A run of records

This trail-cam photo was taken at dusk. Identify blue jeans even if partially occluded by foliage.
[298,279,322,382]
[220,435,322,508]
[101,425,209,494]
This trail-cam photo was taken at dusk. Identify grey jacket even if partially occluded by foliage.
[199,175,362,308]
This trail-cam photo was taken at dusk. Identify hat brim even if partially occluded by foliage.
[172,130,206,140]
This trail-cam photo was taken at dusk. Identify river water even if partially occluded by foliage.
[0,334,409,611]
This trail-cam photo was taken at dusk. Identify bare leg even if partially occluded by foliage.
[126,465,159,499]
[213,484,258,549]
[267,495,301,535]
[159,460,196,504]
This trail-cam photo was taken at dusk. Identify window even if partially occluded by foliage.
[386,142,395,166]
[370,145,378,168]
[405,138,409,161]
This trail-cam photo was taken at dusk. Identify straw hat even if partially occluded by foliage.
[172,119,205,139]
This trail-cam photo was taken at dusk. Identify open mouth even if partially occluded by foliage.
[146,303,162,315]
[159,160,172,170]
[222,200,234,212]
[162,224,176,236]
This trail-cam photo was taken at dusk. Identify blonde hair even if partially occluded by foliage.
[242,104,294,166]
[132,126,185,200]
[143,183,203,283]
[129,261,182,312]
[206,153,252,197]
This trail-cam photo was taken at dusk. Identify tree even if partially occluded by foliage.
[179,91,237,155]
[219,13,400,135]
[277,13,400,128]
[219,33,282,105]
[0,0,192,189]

- **Problem statement**: Reproduce every line of the material above, text lines included, and offset each bounding-box coordinate by -117.

- **Reply**:
This trail-cam photo was taken at dusk. Identify blue jeans even if partially occluded by foliage.
[181,162,205,265]
[103,318,205,391]
[-16,308,92,377]
This trail-cam photo was taken at dusk. Identify grey jacket even if partially occluded by foliage.
[82,58,245,191]
This trail-cam photo was taken at dusk. Identify hat brim even if partially occluded by foliage.
[55,13,89,23]
This trail-cam photo was taken at dusk. Identify river water even if partially occluded by foliage.
[-117,217,292,494]
This trail-cam photo was taken at dusk. Identify bare leg even if partially occluded by foliage.
[9,348,42,382]
[96,367,141,432]
[150,378,184,418]
[42,343,79,387]
This trail-cam photo was taken at dusk. Identify window even if partially occluded by foliage.
[269,25,278,49]
[253,28,261,51]
[288,21,292,44]
This trail-cam photo was taken at dusk. Identify straw hat even if partially occluded by foliage.
[55,2,88,22]
This trail-cam photo was taken at dusk. Identify open mouth even if partially occluded by foliage.
[29,186,45,198]
[42,43,55,53]
[105,83,117,95]
[45,107,59,119]
This trail-cam photo was taken at dusk. Identify blonde hair even if partially occluded by foliage.
[125,-13,177,49]
[15,9,68,83]
[26,66,86,166]
[12,144,65,195]
[89,36,135,80]
This trail-cam photo was taken at dusk. Identify tree even if partially occluded by foliage.
[62,-26,120,38]
[102,-104,283,18]
[160,-104,283,11]
[102,-84,165,-12]
[-117,-117,75,72]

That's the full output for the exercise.